_Written instruction_
Reproduce the records below verbatim, starting at the line that contains "Dear assistant, the user would like the bear" and ending at the line that contains "[266,147,374,220]", both lines included. Leave any pictures out of your copy.

++++ Records supplied

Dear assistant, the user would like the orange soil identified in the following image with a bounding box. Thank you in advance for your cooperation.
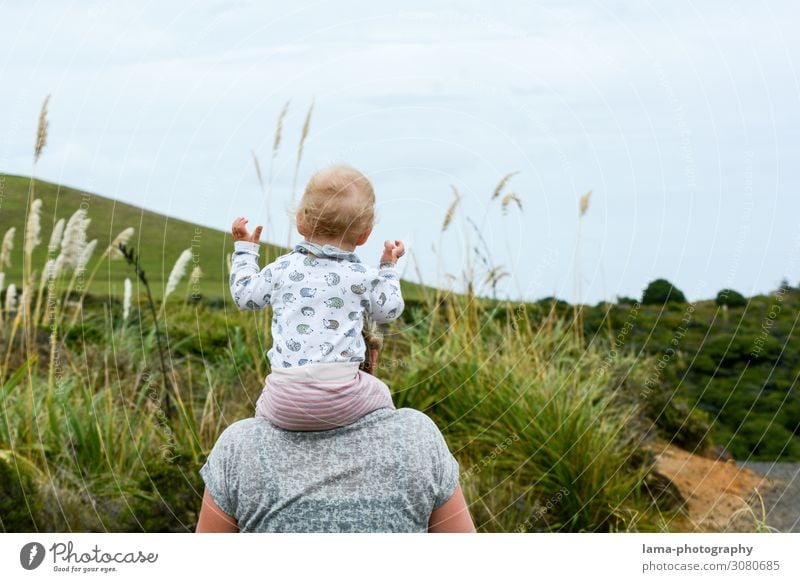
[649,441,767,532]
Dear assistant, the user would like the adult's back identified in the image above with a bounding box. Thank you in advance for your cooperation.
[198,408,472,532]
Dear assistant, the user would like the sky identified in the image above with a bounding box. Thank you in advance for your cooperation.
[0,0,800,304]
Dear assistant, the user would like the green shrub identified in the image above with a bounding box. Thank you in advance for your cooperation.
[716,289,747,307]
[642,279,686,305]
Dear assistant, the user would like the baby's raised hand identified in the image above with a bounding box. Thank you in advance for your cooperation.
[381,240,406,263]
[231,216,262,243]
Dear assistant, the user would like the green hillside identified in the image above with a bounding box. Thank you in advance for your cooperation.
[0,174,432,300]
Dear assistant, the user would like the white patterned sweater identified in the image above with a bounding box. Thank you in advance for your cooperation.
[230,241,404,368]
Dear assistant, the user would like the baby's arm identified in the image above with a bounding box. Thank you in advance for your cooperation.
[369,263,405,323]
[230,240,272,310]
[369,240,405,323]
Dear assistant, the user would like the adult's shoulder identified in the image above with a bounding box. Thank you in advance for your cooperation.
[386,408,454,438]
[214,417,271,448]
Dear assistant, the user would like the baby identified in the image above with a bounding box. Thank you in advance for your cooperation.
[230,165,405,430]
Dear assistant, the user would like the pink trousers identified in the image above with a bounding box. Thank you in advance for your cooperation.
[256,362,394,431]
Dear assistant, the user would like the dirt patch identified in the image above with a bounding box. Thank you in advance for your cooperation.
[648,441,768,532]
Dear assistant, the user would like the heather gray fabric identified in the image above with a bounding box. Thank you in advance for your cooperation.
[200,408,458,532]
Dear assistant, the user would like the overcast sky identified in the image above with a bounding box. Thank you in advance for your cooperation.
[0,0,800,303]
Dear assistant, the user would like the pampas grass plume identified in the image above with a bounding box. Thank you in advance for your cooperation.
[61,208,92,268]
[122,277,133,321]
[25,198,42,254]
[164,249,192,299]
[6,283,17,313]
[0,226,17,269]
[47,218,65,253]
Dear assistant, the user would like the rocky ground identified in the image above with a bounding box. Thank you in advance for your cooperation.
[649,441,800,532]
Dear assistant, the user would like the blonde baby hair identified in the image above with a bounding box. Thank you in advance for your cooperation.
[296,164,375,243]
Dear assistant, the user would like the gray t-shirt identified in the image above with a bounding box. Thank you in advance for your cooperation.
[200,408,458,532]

++++++++
++++ Records supplied

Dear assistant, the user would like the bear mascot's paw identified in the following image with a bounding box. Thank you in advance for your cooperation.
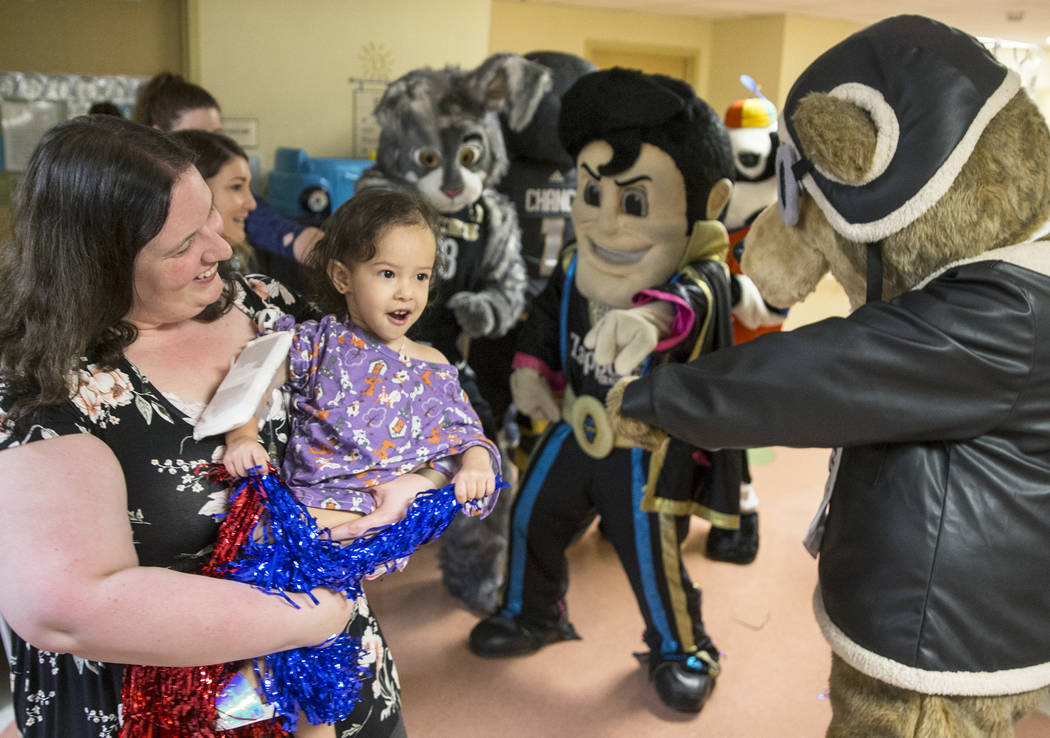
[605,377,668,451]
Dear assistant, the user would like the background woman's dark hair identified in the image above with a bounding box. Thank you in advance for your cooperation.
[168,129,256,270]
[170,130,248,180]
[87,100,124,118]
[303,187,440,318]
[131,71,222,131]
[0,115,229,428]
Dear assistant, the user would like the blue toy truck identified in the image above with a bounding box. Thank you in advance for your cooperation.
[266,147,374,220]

++++++++

_Written answer_
Dear assistant, the user would like the bear mascot's paw identified in the following image with a bounding box. Thank you in advance for your cooperation.
[605,377,668,451]
Dear assistant, the user would like the background woman's dark hair identified in the image above with a bounding box. Thank you in advance for your cooperation.
[168,129,256,270]
[170,130,248,180]
[87,100,124,118]
[303,187,440,318]
[131,71,222,131]
[0,115,229,428]
Dear assistant, the user would like the blue toy truck identified in the image above with a bounding box. Thank you in advance for your cooperation.
[266,147,374,220]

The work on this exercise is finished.